[What you have to do]
Write the records out again, exactly.

•••

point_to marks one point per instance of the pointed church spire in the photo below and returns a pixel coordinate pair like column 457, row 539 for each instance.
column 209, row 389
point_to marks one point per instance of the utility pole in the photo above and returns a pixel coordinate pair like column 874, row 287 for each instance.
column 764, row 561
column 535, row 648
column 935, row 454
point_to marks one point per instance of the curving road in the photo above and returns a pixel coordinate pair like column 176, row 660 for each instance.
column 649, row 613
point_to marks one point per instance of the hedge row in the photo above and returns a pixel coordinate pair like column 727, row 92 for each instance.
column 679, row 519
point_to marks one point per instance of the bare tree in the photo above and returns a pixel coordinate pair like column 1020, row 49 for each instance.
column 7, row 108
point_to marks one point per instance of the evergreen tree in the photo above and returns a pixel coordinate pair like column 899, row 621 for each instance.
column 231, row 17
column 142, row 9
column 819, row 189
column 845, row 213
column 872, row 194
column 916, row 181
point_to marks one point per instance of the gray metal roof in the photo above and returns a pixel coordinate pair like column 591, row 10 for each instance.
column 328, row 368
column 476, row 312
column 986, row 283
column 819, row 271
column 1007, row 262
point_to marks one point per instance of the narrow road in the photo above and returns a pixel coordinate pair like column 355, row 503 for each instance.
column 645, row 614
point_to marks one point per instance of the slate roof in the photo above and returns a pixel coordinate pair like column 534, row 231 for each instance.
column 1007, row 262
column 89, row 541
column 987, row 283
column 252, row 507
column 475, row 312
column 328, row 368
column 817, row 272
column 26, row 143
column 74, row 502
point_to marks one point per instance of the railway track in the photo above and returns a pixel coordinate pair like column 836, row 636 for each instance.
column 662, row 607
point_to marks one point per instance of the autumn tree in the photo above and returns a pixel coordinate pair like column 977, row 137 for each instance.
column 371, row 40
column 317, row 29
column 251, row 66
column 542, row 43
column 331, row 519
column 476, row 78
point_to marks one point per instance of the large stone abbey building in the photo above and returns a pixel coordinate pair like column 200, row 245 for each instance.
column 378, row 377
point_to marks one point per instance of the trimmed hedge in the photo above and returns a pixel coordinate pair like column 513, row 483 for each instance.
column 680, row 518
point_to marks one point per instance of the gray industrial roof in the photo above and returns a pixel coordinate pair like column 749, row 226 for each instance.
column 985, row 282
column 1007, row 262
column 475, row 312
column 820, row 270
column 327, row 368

•••

[Response to the task]
point_to marks one point per instance of the pointed church spire in the photo below and returns a pixel coordinate pair like column 457, row 539 for each instance.
column 209, row 389
point_to marks one point per instance of the utility pole in the photo above and returns a pixel coordinate pair like column 874, row 287 for each instance.
column 764, row 561
column 535, row 648
column 935, row 454
point_to marks one point per instance of the curving road in the photo above and returns a pixel coordinate pair like column 176, row 660 for each instance.
column 649, row 613
point_to marks one point per instance of the hedge row in the photo above and returns a pixel coordinate pair like column 727, row 92 for each instance.
column 679, row 519
point_to marks one point per instance of the bare tree in the photo above and returns a pixel coordinate pair like column 1020, row 49 for each instance.
column 7, row 108
point_to marks one point per instance of the evergreen tree in the photo above and returns a pixel coordinate pair like column 899, row 621 for each instance.
column 231, row 17
column 142, row 9
column 819, row 189
column 845, row 213
column 872, row 194
column 916, row 181
point_to marks one point per instance of the gray metal roof in the photo above and returns a pixel coordinate pair like column 591, row 10 for each instance.
column 328, row 368
column 476, row 312
column 986, row 283
column 819, row 271
column 1007, row 262
point_to marks one point per instance of the narrow road in the photo above and returns a pixel coordinate pair like column 355, row 503 for each instance.
column 645, row 614
point_to marks one point per instance of the slate roof in the photo above and returns a pixel coordinate pair like column 534, row 231 for each instance.
column 1007, row 262
column 89, row 541
column 987, row 283
column 252, row 507
column 475, row 312
column 328, row 368
column 817, row 272
column 26, row 143
column 74, row 502
point_to marks one point per instance of the railway track in the photo above and returns a pixel coordinate pair like column 836, row 636 for each instance.
column 662, row 607
point_to marks one point per instance of the autumn tree in the photo above and returns a pixel coordinate pair like column 977, row 137 for each instance.
column 371, row 40
column 317, row 29
column 251, row 66
column 542, row 43
column 331, row 519
column 476, row 78
point_to marks one point per instance of the large stone abbey building in the photo above and returns a pixel coordinate pair like column 200, row 245 for each instance.
column 378, row 377
point_to marks one point per instance of the trimmed hedge in the photo above and returns a pixel coordinate pair like column 513, row 483 for each instance.
column 680, row 518
point_to marks one point per instance of the gray industrial roof in the photo above and returns a pixel coordinate pair like column 749, row 226 for each instance.
column 985, row 282
column 1007, row 262
column 475, row 312
column 820, row 270
column 327, row 368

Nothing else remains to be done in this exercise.